In the year 1812 when to most men the shipping business seemed likely to continue to be the most prominent in the country Mr. De Wolf foresaw the immense development of manufacturing industries. In that year he built in the town of Coventry, R. I., a site chosen because of its water power, a cotton factory, the Arkwright Mills. These he continued to own and direct until his death. As has been already stated he placed some of his vessels in the whale fishery, continuing in that business only as long as his ships made profitable voyages. He seemed to judge unerringly concerning business possibilities. All this time he was cultivating the arable portion of the nearly one thousand acres of land which he owned in and near Bristol. He built for himself a stately mansion, on a little hill always spoken of by Bristol people as “The Mount,” in which his descendants continued to reside until its destruction by fire a few years ago.
Inevitably he came to take a leading part in political matters. For almost thirty years he represented his native town in the Rhode Island Legislature, laying aside the gavel of the Speaker of that body in 1821 to become a member of the United States Senate. As a Senator his immense business experience made him the recognized authority in commercial matters. He was a strong “protectionist” and was the first in the Senate to propose the “drawback” system which has since been so largely adopted in the United States and elsewhere. He was one of the few Senators, perhaps the only one from New England, who were accustomed to ride to Washington in their own coaches. Happily this relic of the luxury of a hundred years ago still remains in the possession of a descendant of Mark Anthony De Wolf, Colonel Samuel Pomeroy Colt of Bristol. Mr. De Wolf’s life at Washington was not pleasing to him. The progress of Congressional legislation was too slow for his active mind, and his constantly increasing business demanded all of his attention. He therefore resigned from the United States Senate long before his term expired and joyfully resumed his old position as a representative of Bristol in the Legislature of Rhode Island.
────
## Task brief
Carry the passage about Mr. De Wolf forward, writing the next part after its final sentence. The listing that follows has no connection to the passage about Mr. De Wolf.

## Available data
────
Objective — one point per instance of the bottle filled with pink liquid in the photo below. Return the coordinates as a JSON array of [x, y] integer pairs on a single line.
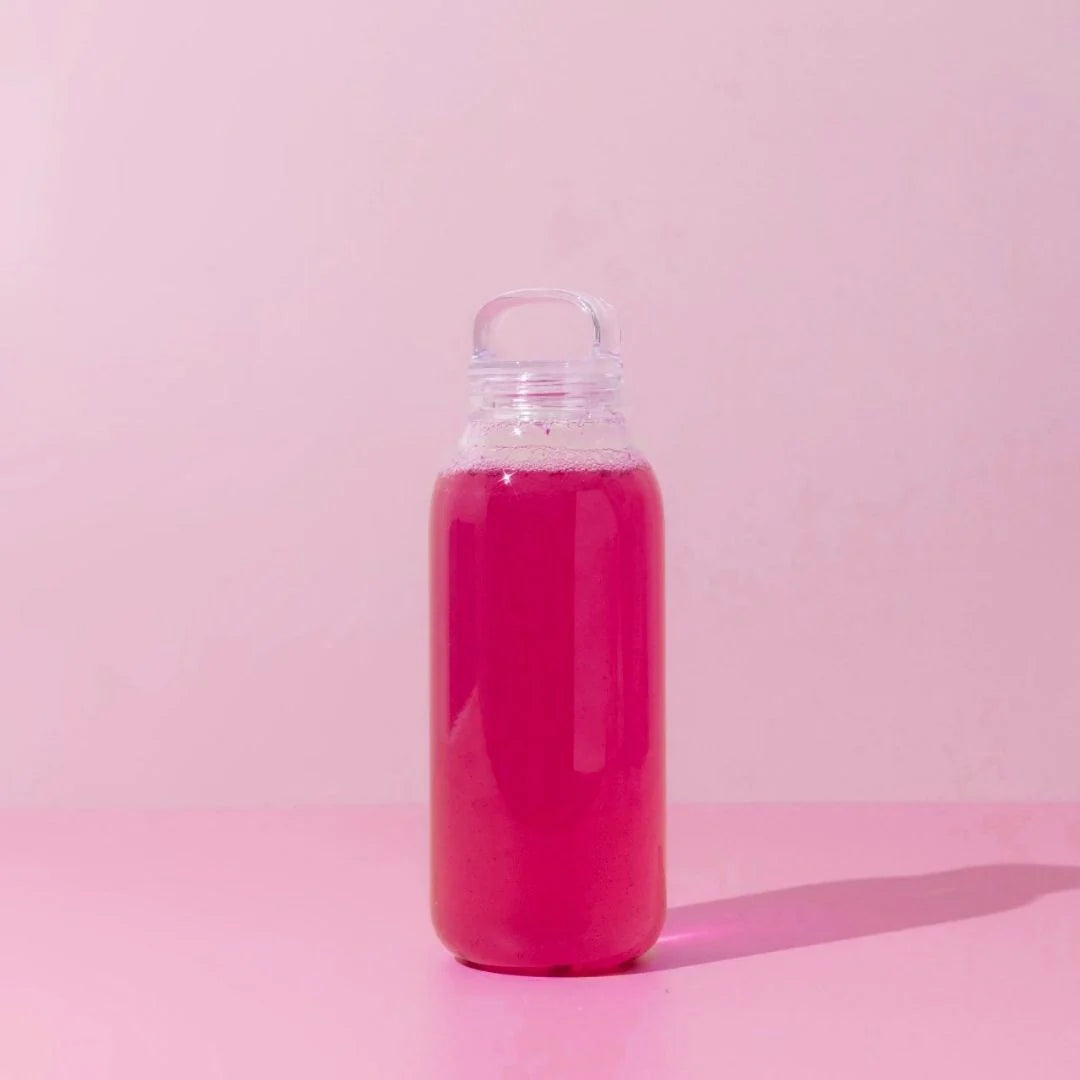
[[547, 644]]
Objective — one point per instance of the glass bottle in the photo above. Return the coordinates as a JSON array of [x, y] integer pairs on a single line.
[[547, 635]]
────
## Result below
James De Wolf died at the residence of one of his daughters in New York City, December 21, 1837. The tidings of his death crushed the town in which he was born. No man had ever done so much for Bristol as he. He had always made its welfare his own, had loyally advocated every scheme for its advancement, had gladly contributed to every worthy project put forward by its people. When he died there was no one to take his place. Never was any Bristolian more sincerely or more deeply mourned.